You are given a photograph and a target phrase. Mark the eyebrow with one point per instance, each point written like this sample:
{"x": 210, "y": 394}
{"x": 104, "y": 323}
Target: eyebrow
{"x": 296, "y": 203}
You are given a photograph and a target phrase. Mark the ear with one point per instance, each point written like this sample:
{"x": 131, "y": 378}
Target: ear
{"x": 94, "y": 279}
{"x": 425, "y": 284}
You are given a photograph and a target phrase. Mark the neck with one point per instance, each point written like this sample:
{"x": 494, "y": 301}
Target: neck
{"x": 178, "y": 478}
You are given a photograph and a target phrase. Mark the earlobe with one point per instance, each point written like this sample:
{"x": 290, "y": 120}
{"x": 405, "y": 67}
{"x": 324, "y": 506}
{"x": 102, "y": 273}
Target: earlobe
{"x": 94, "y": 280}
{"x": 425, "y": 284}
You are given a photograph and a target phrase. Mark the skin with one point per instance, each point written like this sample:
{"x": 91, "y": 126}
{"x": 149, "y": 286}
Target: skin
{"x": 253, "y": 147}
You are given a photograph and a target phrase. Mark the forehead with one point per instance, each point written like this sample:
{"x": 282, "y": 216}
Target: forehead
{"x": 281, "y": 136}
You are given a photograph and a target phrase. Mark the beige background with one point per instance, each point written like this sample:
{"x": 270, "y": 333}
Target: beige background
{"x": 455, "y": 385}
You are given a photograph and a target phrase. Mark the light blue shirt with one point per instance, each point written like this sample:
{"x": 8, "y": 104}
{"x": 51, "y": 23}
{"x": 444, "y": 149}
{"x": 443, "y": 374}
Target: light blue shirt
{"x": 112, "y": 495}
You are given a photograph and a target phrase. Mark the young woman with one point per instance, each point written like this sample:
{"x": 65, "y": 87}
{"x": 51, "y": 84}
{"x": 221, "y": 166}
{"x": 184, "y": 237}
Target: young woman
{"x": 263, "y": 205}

▬▬▬▬▬▬▬▬▬▬

> [DIRECTIONS FOR THIS TASK]:
Copy out the full material exactly as it appears.

> [EXPECTED OUTPUT]:
You are given a photograph and a target phrase. Mark the eyebrow with one point per instance, each point written like this sample:
{"x": 210, "y": 394}
{"x": 104, "y": 323}
Target: eyebrow
{"x": 296, "y": 203}
You are given a photograph and a target phrase. Mark the ear with one point per instance, each point written like this sample:
{"x": 131, "y": 378}
Target: ear
{"x": 94, "y": 279}
{"x": 425, "y": 284}
You are given a photograph and a target phrase. Mark the neck with one point per instance, each point written like this sample:
{"x": 494, "y": 301}
Target: neck
{"x": 178, "y": 478}
You are given a photograph and a target phrase. Mark the earlobe with one point per instance, each point written like this sample:
{"x": 290, "y": 120}
{"x": 405, "y": 67}
{"x": 324, "y": 506}
{"x": 102, "y": 273}
Target: earlobe
{"x": 94, "y": 280}
{"x": 425, "y": 284}
You are given a photograph and a target phrase. Mark the skin with one point per instance, each point written like this sample:
{"x": 91, "y": 126}
{"x": 149, "y": 286}
Target: skin
{"x": 253, "y": 147}
You are given a photograph and a target phrase. Mark the forehead with one point per instance, each point written like this sample:
{"x": 282, "y": 216}
Target: forehead
{"x": 281, "y": 136}
You are given a photograph and a target phrase. Mark the beige background with one point per instance, each point written like this sample:
{"x": 270, "y": 333}
Target: beige background
{"x": 455, "y": 385}
You are given a photograph and a target phrase. Mark the light blue shirt with one point per instance, each point written like this sample:
{"x": 8, "y": 104}
{"x": 51, "y": 23}
{"x": 444, "y": 149}
{"x": 443, "y": 374}
Target: light blue shirt
{"x": 112, "y": 495}
You are given a photograph and a target phrase. Mark the young woman with one point per instance, each point written like this sample:
{"x": 65, "y": 87}
{"x": 51, "y": 84}
{"x": 221, "y": 166}
{"x": 184, "y": 237}
Target: young woman
{"x": 263, "y": 205}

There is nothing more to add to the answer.